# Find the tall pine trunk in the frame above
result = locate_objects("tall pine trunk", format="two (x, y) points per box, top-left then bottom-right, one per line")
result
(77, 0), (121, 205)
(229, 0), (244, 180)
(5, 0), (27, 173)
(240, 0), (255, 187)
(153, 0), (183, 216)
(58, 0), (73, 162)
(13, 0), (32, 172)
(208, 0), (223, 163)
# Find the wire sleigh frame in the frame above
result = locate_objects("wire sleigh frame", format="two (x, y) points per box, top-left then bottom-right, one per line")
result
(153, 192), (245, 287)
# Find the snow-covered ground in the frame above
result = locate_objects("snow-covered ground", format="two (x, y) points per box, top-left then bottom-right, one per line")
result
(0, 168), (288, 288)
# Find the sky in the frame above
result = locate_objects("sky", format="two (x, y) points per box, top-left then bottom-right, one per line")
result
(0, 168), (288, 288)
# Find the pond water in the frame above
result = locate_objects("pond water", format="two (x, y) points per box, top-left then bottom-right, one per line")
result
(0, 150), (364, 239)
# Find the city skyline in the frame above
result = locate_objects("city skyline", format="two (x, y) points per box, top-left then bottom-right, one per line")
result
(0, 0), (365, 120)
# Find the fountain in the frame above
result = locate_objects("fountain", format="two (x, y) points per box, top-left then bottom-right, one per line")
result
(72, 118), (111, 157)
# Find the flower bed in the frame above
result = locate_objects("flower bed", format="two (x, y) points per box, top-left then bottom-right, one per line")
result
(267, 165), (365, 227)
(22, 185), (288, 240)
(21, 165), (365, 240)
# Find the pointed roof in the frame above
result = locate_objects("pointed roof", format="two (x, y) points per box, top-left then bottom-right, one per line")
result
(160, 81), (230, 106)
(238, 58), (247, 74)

________________________

__Short problem__: Render every line of the material above as a JSON list of strings, with one string per line and blank lines omitted.

__Complete answer__:
[
  "# Find the tall pine trunk in the frame above",
  "result = locate_objects(\"tall pine trunk\", format=\"two (x, y) points per box, top-left then bottom-right, one per line\")",
  "result",
  "(77, 0), (121, 205)",
  "(229, 0), (244, 180)",
  "(5, 0), (27, 173)",
  "(240, 0), (255, 187)",
  "(153, 0), (183, 216)",
  "(58, 0), (73, 162)",
  "(13, 0), (32, 172)",
  "(208, 0), (223, 163)",
  "# Find the wire sleigh frame in the frame above",
  "result = locate_objects(\"wire sleigh frame\", format=\"two (x, y) points per box, top-left then bottom-right, one per line\")",
  "result",
  "(153, 192), (245, 287)",
  "# Find the snow-covered ground in the frame above",
  "result = locate_objects(\"snow-covered ground\", format=\"two (x, y) points per box, top-left then bottom-right, one per line\")",
  "result",
  "(0, 168), (288, 288)",
  "# Find the sky in the frame above",
  "result = locate_objects(\"sky\", format=\"two (x, y) points per box, top-left then bottom-right, one per line\")",
  "result",
  "(0, 168), (288, 288)",
  "# Find the pond water in the frame above",
  "result = locate_objects(\"pond water\", format=\"two (x, y) points per box, top-left then bottom-right, one per line\")",
  "result",
  "(0, 150), (364, 239)",
  "# Find the city skyline in the frame above",
  "result = locate_objects(\"city skyline\", format=\"two (x, y) points per box, top-left then bottom-right, one per line\")",
  "result",
  "(0, 0), (365, 120)",
  "# Find the fountain in the frame above",
  "result = locate_objects(\"fountain\", format=\"two (x, y) points per box, top-left then bottom-right, one per line\")",
  "result",
  "(72, 118), (111, 157)",
  "# Find the flower bed in the frame above",
  "result = locate_objects(\"flower bed\", format=\"two (x, y) points per box, top-left then bottom-right, one per line\")",
  "result",
  "(267, 165), (365, 227)",
  "(22, 185), (288, 240)",
  "(21, 165), (365, 240)",
  "# Find the pointed roof in the frame above",
  "result = locate_objects(\"pointed roof\", format=\"two (x, y) points per box, top-left then bottom-right, one per line\")",
  "result",
  "(160, 81), (230, 106)",
  "(238, 58), (247, 74)"
]